[BEGIN Data in this exercise]

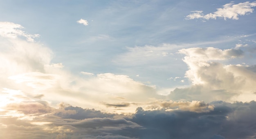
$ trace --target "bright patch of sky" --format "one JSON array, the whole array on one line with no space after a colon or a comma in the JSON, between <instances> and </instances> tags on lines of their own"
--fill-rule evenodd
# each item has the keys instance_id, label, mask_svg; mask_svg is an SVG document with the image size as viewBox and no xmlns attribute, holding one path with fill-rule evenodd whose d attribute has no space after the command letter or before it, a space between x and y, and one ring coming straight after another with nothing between
<instances>
[{"instance_id":1,"label":"bright patch of sky","mask_svg":"<svg viewBox=\"0 0 256 139\"><path fill-rule=\"evenodd\" d=\"M256 2L0 3L0 138L256 137Z\"/></svg>"}]
</instances>

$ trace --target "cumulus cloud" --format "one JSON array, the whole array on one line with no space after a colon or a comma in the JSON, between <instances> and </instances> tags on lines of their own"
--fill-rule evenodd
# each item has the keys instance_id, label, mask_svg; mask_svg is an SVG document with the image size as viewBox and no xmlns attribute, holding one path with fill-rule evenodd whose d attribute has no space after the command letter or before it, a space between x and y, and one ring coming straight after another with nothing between
<instances>
[{"instance_id":1,"label":"cumulus cloud","mask_svg":"<svg viewBox=\"0 0 256 139\"><path fill-rule=\"evenodd\" d=\"M239 47L246 47L248 45L247 44L245 44L245 45L243 45L242 44L236 44L236 48L239 48Z\"/></svg>"},{"instance_id":2,"label":"cumulus cloud","mask_svg":"<svg viewBox=\"0 0 256 139\"><path fill-rule=\"evenodd\" d=\"M81 73L83 74L84 75L86 75L92 76L94 75L94 74L92 73L87 73L87 72L84 72L84 71L81 71Z\"/></svg>"},{"instance_id":3,"label":"cumulus cloud","mask_svg":"<svg viewBox=\"0 0 256 139\"><path fill-rule=\"evenodd\" d=\"M20 24L11 22L0 22L0 35L7 38L16 38L18 36L25 37L29 42L34 42L33 38L38 37L39 34L31 35L21 29L24 27Z\"/></svg>"},{"instance_id":4,"label":"cumulus cloud","mask_svg":"<svg viewBox=\"0 0 256 139\"><path fill-rule=\"evenodd\" d=\"M128 47L128 52L119 55L114 62L132 65L152 63L156 60L168 58L173 50L180 47L177 45L163 44L157 46L146 45Z\"/></svg>"},{"instance_id":5,"label":"cumulus cloud","mask_svg":"<svg viewBox=\"0 0 256 139\"><path fill-rule=\"evenodd\" d=\"M103 102L102 103L107 106L107 107L114 107L115 108L117 107L126 107L129 106L130 106L130 104L127 102L123 102L120 103L117 103L117 104L108 104L105 102Z\"/></svg>"},{"instance_id":6,"label":"cumulus cloud","mask_svg":"<svg viewBox=\"0 0 256 139\"><path fill-rule=\"evenodd\" d=\"M252 7L256 7L256 2L246 2L235 4L233 2L222 6L222 8L218 8L217 11L213 13L206 15L203 13L202 11L192 11L191 13L186 17L186 20L196 18L216 19L217 18L223 18L225 20L232 19L238 20L238 16L244 15L252 13L254 9Z\"/></svg>"},{"instance_id":7,"label":"cumulus cloud","mask_svg":"<svg viewBox=\"0 0 256 139\"><path fill-rule=\"evenodd\" d=\"M78 23L83 24L85 26L88 25L88 21L86 20L85 20L84 19L83 19L81 18L80 20L76 21L76 22Z\"/></svg>"},{"instance_id":8,"label":"cumulus cloud","mask_svg":"<svg viewBox=\"0 0 256 139\"><path fill-rule=\"evenodd\" d=\"M175 106L170 106L176 104L192 105L192 107L207 105L199 101L180 102L180 104L163 102L167 107ZM28 102L28 104L31 103ZM129 117L63 104L59 108L52 108L52 113L38 110L26 113L35 114L34 118L30 120L4 116L3 113L0 117L0 137L8 139L16 139L17 137L20 139L71 137L74 139L253 139L255 137L255 101L229 103L216 101L208 105L213 106L214 109L200 113L185 109L146 110L139 107L135 113ZM74 110L75 113L64 112L69 110ZM40 114L37 115L37 113ZM43 113L47 114L41 115ZM11 132L14 130L16 132Z\"/></svg>"}]
</instances>

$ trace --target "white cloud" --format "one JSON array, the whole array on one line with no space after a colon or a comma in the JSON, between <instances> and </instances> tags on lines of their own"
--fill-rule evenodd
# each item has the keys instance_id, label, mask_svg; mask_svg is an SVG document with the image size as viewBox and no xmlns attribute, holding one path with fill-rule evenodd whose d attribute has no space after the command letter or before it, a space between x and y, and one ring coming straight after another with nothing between
<instances>
[{"instance_id":1,"label":"white cloud","mask_svg":"<svg viewBox=\"0 0 256 139\"><path fill-rule=\"evenodd\" d=\"M11 22L0 22L0 35L11 38L16 38L18 36L25 37L29 42L34 41L34 38L38 37L39 34L30 35L26 33L21 29L24 29L21 25Z\"/></svg>"},{"instance_id":2,"label":"white cloud","mask_svg":"<svg viewBox=\"0 0 256 139\"><path fill-rule=\"evenodd\" d=\"M242 57L243 52L237 48L192 48L179 53L186 55L183 61L189 66L186 76L192 85L171 91L173 100L218 100L248 101L256 99L255 66L227 65L222 63L231 58Z\"/></svg>"},{"instance_id":3,"label":"white cloud","mask_svg":"<svg viewBox=\"0 0 256 139\"><path fill-rule=\"evenodd\" d=\"M89 75L89 76L92 76L94 75L94 74L90 73L87 73L84 71L81 71L81 73L83 74L84 75Z\"/></svg>"},{"instance_id":4,"label":"white cloud","mask_svg":"<svg viewBox=\"0 0 256 139\"><path fill-rule=\"evenodd\" d=\"M76 22L78 23L83 24L85 26L88 25L88 21L87 21L87 20L85 20L84 19L83 19L82 18L81 18L81 19L80 19L79 20L76 21Z\"/></svg>"},{"instance_id":5,"label":"white cloud","mask_svg":"<svg viewBox=\"0 0 256 139\"><path fill-rule=\"evenodd\" d=\"M153 61L159 62L159 60L167 59L171 56L174 50L181 46L175 44L163 44L159 46L146 45L144 46L136 46L128 47L128 51L119 55L114 62L119 64L131 64L132 65L145 64Z\"/></svg>"},{"instance_id":6,"label":"white cloud","mask_svg":"<svg viewBox=\"0 0 256 139\"><path fill-rule=\"evenodd\" d=\"M244 15L252 13L254 9L252 7L256 7L256 2L246 2L235 4L234 2L222 6L222 8L218 8L217 11L204 15L202 11L192 11L193 13L186 17L187 20L202 18L206 20L216 19L217 18L223 18L225 20L232 19L238 20L238 16Z\"/></svg>"},{"instance_id":7,"label":"white cloud","mask_svg":"<svg viewBox=\"0 0 256 139\"><path fill-rule=\"evenodd\" d=\"M242 44L236 44L236 48L239 48L239 47L246 47L248 45L247 44L245 44L245 45L243 45Z\"/></svg>"}]
</instances>

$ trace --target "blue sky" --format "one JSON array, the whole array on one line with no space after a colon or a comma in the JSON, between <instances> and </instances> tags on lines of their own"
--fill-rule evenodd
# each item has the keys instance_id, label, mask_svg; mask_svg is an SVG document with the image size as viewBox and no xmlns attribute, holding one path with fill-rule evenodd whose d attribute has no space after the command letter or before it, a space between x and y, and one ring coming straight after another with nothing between
<instances>
[{"instance_id":1,"label":"blue sky","mask_svg":"<svg viewBox=\"0 0 256 139\"><path fill-rule=\"evenodd\" d=\"M238 128L213 129L236 127L238 121L230 119L256 116L255 2L0 3L3 137L15 138L8 133L15 130L11 123L19 121L35 129L40 125L63 130L38 133L45 138L148 139L147 133L155 132L158 138L186 138L194 132L195 138L229 139ZM237 115L247 107L248 113ZM218 113L218 109L227 111ZM88 113L91 117L84 116ZM195 127L183 136L171 131L175 126L153 128L156 123L140 121L146 113L149 120L163 123L158 115L182 115L184 119L172 117L166 121L182 119L178 129L189 129L189 115L194 115L189 121L195 125L210 122L209 116L218 124L209 124L211 132L203 135ZM58 124L58 119L74 123ZM95 126L97 129L90 131L93 126L85 123L97 120L121 124ZM105 126L109 128L101 128ZM256 137L254 126L239 137ZM82 129L88 136L79 134ZM63 131L68 130L75 131ZM21 137L39 137L27 135Z\"/></svg>"}]
</instances>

[END Data in this exercise]

Task to complete: Pick out every line of the items above that contains the string "target", treating case as significant.

Final result:
$ trace --target "bright patch of sky" --format "one JSON array, the whole array on one line with no space after a colon or a comma in the JSON, between <instances> and </instances> tags on lines of their own"
$ trace --target "cumulus cloud" --format "one JSON array, the whole array on one line with no space after a colon or a comma in the JSON, between <instances> and </instances> tags on lines of their own"
$ trace --target "white cloud" --format "one JSON array, the whole array on one line with no space after a colon or a comma in the JSON, between <instances> and </instances> tags on lines of their own"
$ trace --target "blue sky" --format "one JSON array, the whole array on one line with no space after a colon or a comma in the JSON, between <instances> and </instances> tags on lines of their own"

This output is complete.